### What is needed
Turn the material below into a numbered list, one entry per line, and leave out any blank lines.

>> START Data to use

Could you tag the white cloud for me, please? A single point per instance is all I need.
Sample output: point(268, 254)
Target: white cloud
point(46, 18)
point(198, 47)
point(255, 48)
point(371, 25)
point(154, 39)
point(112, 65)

>> END Data to use

### Exercise output
1. Could you tag the white cloud for me, please? A single point per instance is all I need.
2. Sample output: point(268, 254)
3. Target: white cloud
4. point(46, 18)
5. point(198, 47)
6. point(255, 48)
7. point(371, 25)
8. point(154, 39)
9. point(112, 65)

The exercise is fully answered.